— REQUIREMENT A —
Answer these about the forum thread on CLIP fairness results below:
(i) What race prediction accuracy does the poster get, and what does CLIP report?
(ii) Which column does the code snippet drop from the dataframe?
(iii) Which arXiv link is suggested as a source of fairness-related datasets?

— SUPPLIED PASSAGE —

On the other hand, for results on gender or race prediction only (Table 3 from CLIP paper), accuracy is not exactly the same but close. On race prediction I get 59.2% (CLIP reports 58.3%), on gender prediction I get 96.2% (CLIP reports 95.9%).
The setup they had feels anyway weird to me, I am not sure why crime-related classes are added to the existing (gender/race) classes and we ask the classifier to choose between gender/race and crime-relate classes, I think it should be more like multi-label classification. Maybe retrieving images from FairFace with crime-related prompts with a certain threshold distance, then just plot the distribution of race/gender ?
On the other hand, for results on gender or race prediction only (Table 3 from CLIP paper), accuracy is not exactly the same but close. On race prediction I get 59.2% (CLIP reports 58.3%), on gender prediction I get 96.2% (CLIP reports 95.9%).
Hello @mehdidc, how are you?
I'm trying to replicate these results using the notebook but to no avail, could you share some details on how you did it?
Here is a snippet of how I was trying to achieve this:
fface_df = pd.read_csv("./data/fairface/fface_val.csv")
fface_df.drop(columns=['service_test'], inplace=True)
fface_df['race_labels'] = fairface_labels
fface_df['race_preds'] = predictions
white_df = fface_df[fface_df['race'] == 'White']
non_white_df = fface_df[fface_df['race'] != 'White']
print("** FairFace dataset validation split 0.25 **")
print("Race accuracy of 'White' race images: ")
print(round(accuracy_score(white_df['race_labels'], white_df['race_preds']), 4))
print("Race accuracy of all other races grouped as 'Non-White':")
print(round(accuracy_score(non_white_df['race_labels'], non_white_df['race_preds']), 4))
could be good to have some fairness related datasets, e.g., from https://arxiv.org/abs/2108.02818. curious how LAION CLIP compares to OAI CLIP.

— REQUIREMENT B —
Could you copy out the rows starting with the line containing "Go ahead, prove it: the baked" and going on through the end of the rows, replacing "puff pastry" with "flaky pastry" and changing nothing else?

— EXTRACTED MATERIAL —
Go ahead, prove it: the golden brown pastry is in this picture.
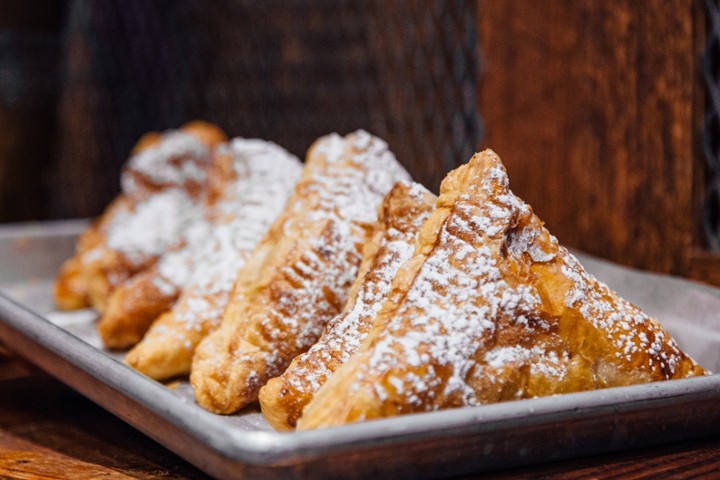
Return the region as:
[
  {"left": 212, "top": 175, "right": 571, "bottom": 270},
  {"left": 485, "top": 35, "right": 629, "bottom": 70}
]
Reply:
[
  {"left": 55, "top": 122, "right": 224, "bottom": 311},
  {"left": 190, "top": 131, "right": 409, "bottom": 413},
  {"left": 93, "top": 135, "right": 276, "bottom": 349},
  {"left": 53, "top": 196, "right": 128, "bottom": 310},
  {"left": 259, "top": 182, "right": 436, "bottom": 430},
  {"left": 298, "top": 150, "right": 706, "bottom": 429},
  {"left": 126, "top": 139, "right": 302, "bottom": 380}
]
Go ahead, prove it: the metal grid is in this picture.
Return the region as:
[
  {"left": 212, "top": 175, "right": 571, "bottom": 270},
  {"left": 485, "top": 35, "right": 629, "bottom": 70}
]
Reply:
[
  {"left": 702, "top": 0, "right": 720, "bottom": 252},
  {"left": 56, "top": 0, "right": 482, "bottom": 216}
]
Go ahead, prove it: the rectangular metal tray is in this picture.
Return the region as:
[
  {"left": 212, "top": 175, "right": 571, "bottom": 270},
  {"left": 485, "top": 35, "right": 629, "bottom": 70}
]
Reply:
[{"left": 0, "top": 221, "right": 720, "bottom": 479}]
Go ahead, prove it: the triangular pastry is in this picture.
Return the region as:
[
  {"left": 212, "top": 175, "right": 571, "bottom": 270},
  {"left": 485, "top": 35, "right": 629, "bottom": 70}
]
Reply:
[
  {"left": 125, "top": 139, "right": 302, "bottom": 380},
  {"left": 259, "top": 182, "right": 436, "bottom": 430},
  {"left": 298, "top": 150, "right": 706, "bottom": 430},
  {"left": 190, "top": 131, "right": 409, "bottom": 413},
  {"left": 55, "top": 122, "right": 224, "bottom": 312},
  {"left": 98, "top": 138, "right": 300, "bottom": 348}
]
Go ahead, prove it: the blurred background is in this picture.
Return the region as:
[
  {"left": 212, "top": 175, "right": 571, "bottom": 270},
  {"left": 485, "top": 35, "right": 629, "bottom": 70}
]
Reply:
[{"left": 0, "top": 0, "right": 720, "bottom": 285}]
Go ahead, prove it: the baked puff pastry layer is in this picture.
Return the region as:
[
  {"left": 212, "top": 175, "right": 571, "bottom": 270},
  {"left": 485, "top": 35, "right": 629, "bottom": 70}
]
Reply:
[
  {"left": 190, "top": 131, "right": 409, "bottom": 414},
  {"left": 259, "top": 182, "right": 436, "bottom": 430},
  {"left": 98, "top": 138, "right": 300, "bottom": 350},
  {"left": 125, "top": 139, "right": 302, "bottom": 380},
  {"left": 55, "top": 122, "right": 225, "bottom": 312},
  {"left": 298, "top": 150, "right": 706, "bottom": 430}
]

— REPLY A —
(i) The poster gets 59.2%, and CLIP reports 58.3%.
(ii) 'service_test'
(iii) https://arxiv.org/abs/2108.02818

— REPLY B —
Go ahead, prove it: the baked flaky pastry layer is in this picture.
Return the region as:
[
  {"left": 212, "top": 175, "right": 571, "bottom": 270},
  {"left": 485, "top": 35, "right": 629, "bottom": 70}
]
Reply:
[
  {"left": 190, "top": 131, "right": 409, "bottom": 414},
  {"left": 259, "top": 182, "right": 436, "bottom": 430},
  {"left": 98, "top": 138, "right": 300, "bottom": 350},
  {"left": 125, "top": 139, "right": 302, "bottom": 380},
  {"left": 55, "top": 122, "right": 225, "bottom": 312},
  {"left": 298, "top": 150, "right": 706, "bottom": 430}
]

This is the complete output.